[BRANO FORNITO]
══════════════════════════════

E’ davvero impressionante il fatto che Gesù, mentre si accinge ad affrontare la suprema umiliazione della morte, annuncia con sicurezza questo futuro di gloria e fissa un appuntamento non solo ai suoi discepoli, ma a tutti i popoli della storia: tutti dovranno comparire davanti al suo tribunale di sovrano e giudice glorioso. La funzione di giudice, che nell’A.T. è riservata a Dio solo, Gesù l’attribuisce a sé.

 E saranno riunite davanti a Lui tutte le genti”. Tutti i popoli, tutti gli uomini, senza alcuna eccezione, devono rispondere di sé davanti a Lui. E ciascuno viene giudicato secondo il criterio stabilito da Cristo stesso. Un criterio uguale per tutti: chi lo ha soccorso in una situazione di bisogno sarà approvato nel giudizio. Chi invece gli ha negato l’aiuto sarà escluso dal Regno. “Quando ti abbiamo visto affamato o assetato...?...Ogni volta che avete fatto queste cose a uno solo di questi miei fratelli più piccoli, l’avete fatto a me”. Il grande e definitivo esame di maturità - che attende tutti e ciascuno al termine della vita personale e della storia, e da cui dipende il nostro destino eterno - verterà su un’unica materia: l’amore concreto a Cristo, che si è presentato a noi in incognito, nascosto nei suoi fratelli indigenti. Dietro ogni uomo, in particolare dietro ogni uomo piccolo, debole, provato sta proprio Gesù. Lui che nella sua esistenza terrena si è fatto solidale con tutti, e specialmente con i sofferenti, fino a condividere l’esperienza del dolore e della morte, ora nella sua condizione di risorto non si è allontanato da loro, ma vive tale vicinanza e solidarietà in modo perfetto. Ecco perché è Lui che riceve direttamente il mio atto di accoglienza o di rifiuto  nei confronti del fratello bisognoso. Veramente in ogni uomo noi abbiamo sempre a che fare con Gesù. L’attenzione, costantemente rinnovata, a trattare ogni persona come tratterei Cristo stesso se lo vedessi, cambia la mia vita e quella degli altri. Ciò che do al fratello lo do realmente a Gesù. In che senso?

══════════════════════════════

[MATERIALE FORNITO]
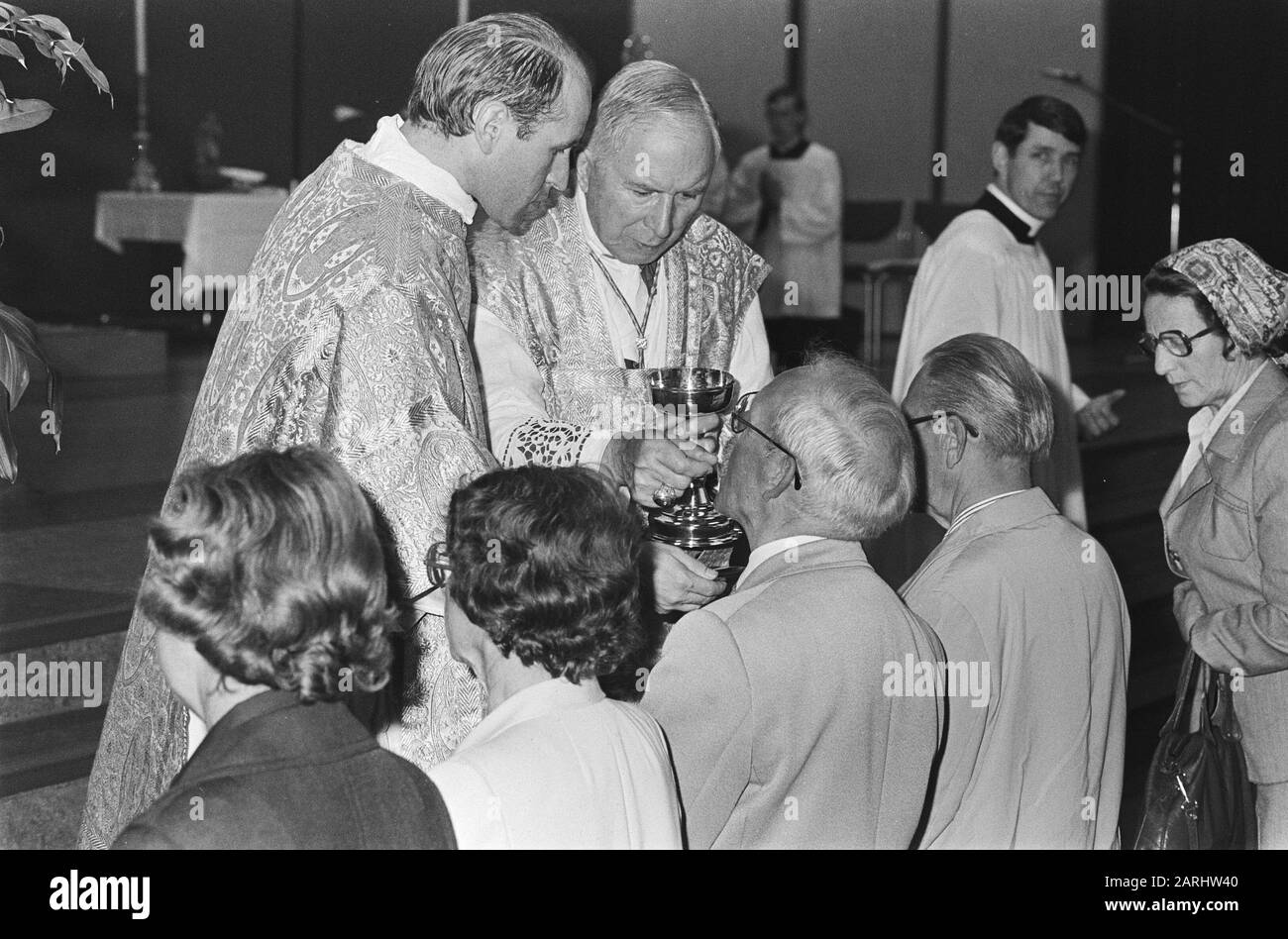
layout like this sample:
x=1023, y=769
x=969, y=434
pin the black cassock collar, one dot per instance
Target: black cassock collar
x=795, y=153
x=1014, y=223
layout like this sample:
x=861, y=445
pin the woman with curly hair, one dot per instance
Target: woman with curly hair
x=542, y=599
x=268, y=582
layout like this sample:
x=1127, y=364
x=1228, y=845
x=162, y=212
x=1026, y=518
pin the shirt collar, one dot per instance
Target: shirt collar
x=1207, y=420
x=769, y=549
x=389, y=150
x=978, y=506
x=591, y=237
x=1033, y=224
x=535, y=701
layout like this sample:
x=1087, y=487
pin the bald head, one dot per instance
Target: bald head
x=851, y=445
x=990, y=384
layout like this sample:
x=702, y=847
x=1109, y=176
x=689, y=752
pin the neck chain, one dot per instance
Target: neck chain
x=640, y=326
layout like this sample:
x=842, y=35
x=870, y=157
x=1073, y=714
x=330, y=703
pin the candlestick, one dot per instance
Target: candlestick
x=141, y=38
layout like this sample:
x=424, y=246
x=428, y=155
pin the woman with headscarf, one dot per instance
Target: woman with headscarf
x=1216, y=317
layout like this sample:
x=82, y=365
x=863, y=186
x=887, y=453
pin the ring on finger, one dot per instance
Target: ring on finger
x=665, y=496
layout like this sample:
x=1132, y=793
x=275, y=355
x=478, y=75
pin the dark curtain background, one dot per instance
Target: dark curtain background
x=1216, y=71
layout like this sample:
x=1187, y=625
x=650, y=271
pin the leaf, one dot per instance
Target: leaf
x=13, y=52
x=17, y=340
x=52, y=24
x=39, y=38
x=95, y=75
x=24, y=114
x=17, y=344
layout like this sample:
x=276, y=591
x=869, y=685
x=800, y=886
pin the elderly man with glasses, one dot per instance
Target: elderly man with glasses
x=785, y=724
x=1029, y=611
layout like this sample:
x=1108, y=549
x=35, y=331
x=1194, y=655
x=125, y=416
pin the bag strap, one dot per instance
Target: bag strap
x=1185, y=689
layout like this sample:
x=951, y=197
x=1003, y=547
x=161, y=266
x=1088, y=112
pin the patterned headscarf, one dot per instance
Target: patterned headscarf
x=1248, y=295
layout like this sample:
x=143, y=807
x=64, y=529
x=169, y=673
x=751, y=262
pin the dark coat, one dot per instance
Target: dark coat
x=275, y=773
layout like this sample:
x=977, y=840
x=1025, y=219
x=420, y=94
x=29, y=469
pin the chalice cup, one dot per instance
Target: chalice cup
x=692, y=522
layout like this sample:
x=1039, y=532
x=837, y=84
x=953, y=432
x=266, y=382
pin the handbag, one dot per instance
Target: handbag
x=1198, y=793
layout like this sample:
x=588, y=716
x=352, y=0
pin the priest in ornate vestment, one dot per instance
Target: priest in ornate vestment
x=622, y=275
x=982, y=275
x=353, y=338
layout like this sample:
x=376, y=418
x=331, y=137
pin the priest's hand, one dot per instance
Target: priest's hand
x=1098, y=417
x=648, y=464
x=1188, y=607
x=681, y=582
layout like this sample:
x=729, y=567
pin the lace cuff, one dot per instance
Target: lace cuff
x=545, y=443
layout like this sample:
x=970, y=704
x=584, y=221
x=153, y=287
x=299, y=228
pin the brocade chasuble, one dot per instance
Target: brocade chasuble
x=353, y=338
x=542, y=287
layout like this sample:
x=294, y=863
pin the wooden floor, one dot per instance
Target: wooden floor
x=72, y=535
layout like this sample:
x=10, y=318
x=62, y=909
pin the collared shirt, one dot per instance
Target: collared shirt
x=1030, y=607
x=1202, y=428
x=769, y=549
x=1033, y=223
x=390, y=151
x=561, y=766
x=630, y=282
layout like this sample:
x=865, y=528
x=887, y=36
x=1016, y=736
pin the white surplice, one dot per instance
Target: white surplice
x=978, y=277
x=511, y=381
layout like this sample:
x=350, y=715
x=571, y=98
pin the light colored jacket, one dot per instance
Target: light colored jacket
x=1037, y=760
x=773, y=701
x=1228, y=531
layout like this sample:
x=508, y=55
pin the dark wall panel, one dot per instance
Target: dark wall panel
x=258, y=56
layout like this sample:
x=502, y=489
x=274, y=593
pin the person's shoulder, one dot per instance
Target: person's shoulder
x=755, y=156
x=974, y=232
x=706, y=228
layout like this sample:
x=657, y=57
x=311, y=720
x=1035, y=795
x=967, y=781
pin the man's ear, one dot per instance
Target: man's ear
x=490, y=119
x=1001, y=157
x=954, y=441
x=780, y=471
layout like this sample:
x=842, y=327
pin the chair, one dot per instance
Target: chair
x=932, y=218
x=866, y=223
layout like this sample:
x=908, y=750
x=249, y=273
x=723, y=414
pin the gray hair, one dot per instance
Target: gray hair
x=515, y=58
x=640, y=91
x=853, y=447
x=991, y=384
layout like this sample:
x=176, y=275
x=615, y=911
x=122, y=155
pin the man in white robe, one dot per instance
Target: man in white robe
x=980, y=275
x=786, y=200
x=1029, y=611
x=622, y=275
x=355, y=340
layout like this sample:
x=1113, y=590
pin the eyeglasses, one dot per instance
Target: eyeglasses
x=940, y=415
x=1173, y=340
x=738, y=423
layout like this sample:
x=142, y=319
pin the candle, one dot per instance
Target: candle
x=141, y=43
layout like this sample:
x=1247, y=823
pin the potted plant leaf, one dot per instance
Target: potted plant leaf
x=18, y=344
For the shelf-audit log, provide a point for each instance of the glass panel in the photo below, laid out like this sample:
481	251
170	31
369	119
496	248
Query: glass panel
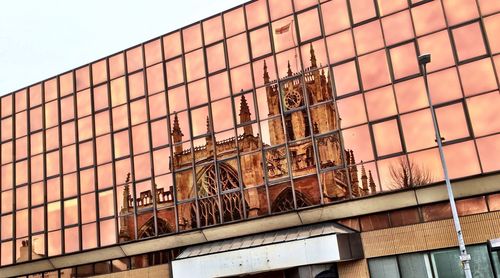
404	61
362	10
418	130
460	11
172	45
340	46
455	156
212	30
469	41
489	150
492	26
174	69
477	77
483	112
346	78
452	122
387	138
191	37
335	16
428	17
380	103
368	37
309	27
374	70
234	22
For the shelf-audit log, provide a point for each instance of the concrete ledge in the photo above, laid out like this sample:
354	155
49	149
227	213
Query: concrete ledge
371	204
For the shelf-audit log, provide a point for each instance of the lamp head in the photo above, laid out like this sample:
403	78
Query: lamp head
424	59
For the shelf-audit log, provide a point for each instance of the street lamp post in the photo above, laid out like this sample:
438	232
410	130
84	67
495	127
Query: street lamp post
423	60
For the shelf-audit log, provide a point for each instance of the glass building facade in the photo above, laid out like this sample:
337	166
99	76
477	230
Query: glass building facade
273	106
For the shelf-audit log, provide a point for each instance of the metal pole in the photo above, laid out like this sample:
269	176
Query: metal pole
465	258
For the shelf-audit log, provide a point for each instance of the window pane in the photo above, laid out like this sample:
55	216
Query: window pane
469	41
489	151
335	16
458	11
477	77
418	130
439	46
404	61
387	138
368	37
452	122
428	17
483	112
374	70
308	25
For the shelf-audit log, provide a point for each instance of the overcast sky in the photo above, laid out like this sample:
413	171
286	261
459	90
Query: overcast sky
40	39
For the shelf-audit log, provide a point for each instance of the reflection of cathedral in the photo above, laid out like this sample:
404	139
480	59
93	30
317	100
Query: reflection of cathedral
218	190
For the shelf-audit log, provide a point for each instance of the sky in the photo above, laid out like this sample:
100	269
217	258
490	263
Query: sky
40	39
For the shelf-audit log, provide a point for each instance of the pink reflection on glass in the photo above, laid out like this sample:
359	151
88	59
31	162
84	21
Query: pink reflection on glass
218	85
455	156
358	140
172	45
374	70
387	138
380	103
428	17
284	35
489	151
444	86
483	112
280	8
492	26
234	22
309	26
439	46
199	120
477	77
142	166
404	60
174	71
155	81
66	83
335	16
351	111
136	84
191	37
215	57
460	11
241	78
177	99
134	59
318	48
153	52
452	122
362	10
418	130
195	65
390	6
89	236
256	13
71	240
212	30
340	46
260	42
469	41
368	37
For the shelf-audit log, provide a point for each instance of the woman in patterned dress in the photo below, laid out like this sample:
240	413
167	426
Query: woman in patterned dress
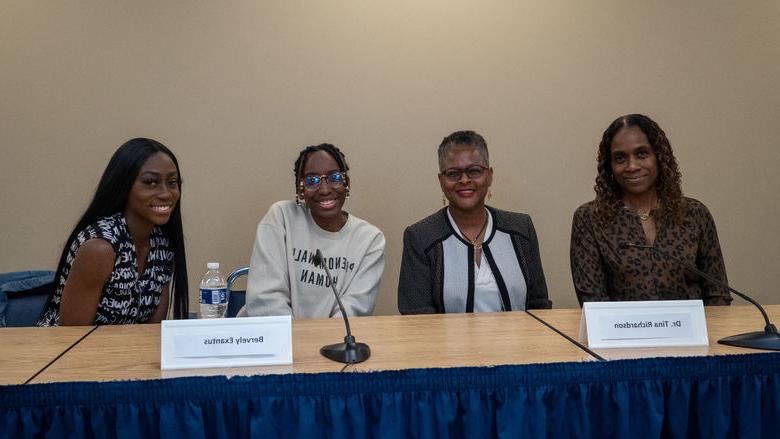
125	257
639	202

══════════════════════════════

[ESERCIZIO] Trascriva parola per parola, dal brano sul giudizio universale, il tratto che va da «E’ davvero impressionante» fino a «l’attribuisce a sé.».

[RISPOSTA COMPLETA]
E’ davvero impressionante il fatto che Gesù, mentre si accinge ad affrontare la suprema umiliazione della morte, annuncia con sicurezza questo futuro di gloria e fissa un appuntamento non solo ai suoi discepoli, ma a tutti i popoli della storia: tutti dovranno comparire davanti al suo tribunale di sovrano e giudice glorioso. La funzione di giudice, che nell’A.T. è riservata a Dio solo, Gesù l’attribuisce a sé.